▶ [JOB]: Nothing but the line with "Target: blue sky" and the lines after it, through the end of the records below, is to be repeated, exactly as it is.

* Begin STORED RECORDS *

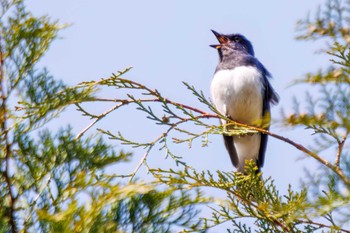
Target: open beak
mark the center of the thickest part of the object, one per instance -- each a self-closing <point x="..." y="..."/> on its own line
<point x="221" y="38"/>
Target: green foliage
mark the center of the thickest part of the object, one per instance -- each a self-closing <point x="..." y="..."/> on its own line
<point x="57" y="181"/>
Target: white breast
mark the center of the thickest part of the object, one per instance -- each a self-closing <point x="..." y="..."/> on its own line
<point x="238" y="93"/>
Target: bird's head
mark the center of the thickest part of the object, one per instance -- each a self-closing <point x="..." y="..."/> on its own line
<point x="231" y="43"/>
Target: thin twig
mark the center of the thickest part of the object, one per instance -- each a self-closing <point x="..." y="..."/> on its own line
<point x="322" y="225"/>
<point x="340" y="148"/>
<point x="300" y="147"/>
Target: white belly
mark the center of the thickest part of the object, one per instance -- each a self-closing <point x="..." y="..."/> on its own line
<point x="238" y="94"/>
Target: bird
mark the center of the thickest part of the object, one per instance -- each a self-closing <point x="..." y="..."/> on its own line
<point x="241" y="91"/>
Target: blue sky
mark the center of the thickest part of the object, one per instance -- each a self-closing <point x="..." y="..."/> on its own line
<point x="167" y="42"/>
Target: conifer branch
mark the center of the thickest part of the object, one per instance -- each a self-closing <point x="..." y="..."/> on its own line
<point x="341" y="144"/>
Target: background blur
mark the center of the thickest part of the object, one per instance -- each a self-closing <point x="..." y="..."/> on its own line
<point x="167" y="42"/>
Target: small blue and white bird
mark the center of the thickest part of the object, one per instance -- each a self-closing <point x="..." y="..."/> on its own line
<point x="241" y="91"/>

* End STORED RECORDS *

▶ [THE RESPONSE]:
Target: blue sky
mark the center of the thickest part of the object, one per instance -- each a self-closing <point x="..." y="..."/> on its own line
<point x="167" y="42"/>
Target: conifer branch
mark the center of the thickest part of the object, one per instance -- each a self-closing <point x="..." y="..."/> on its own line
<point x="341" y="144"/>
Target: background blur
mark the center of the thickest part of the object, one per instance -- each a self-closing <point x="..." y="..."/> on its own line
<point x="167" y="42"/>
Target: small blue and white bird
mark the center of the thickest part of the object, one per instance -- each a self-closing <point x="..." y="..."/> on its own line
<point x="241" y="91"/>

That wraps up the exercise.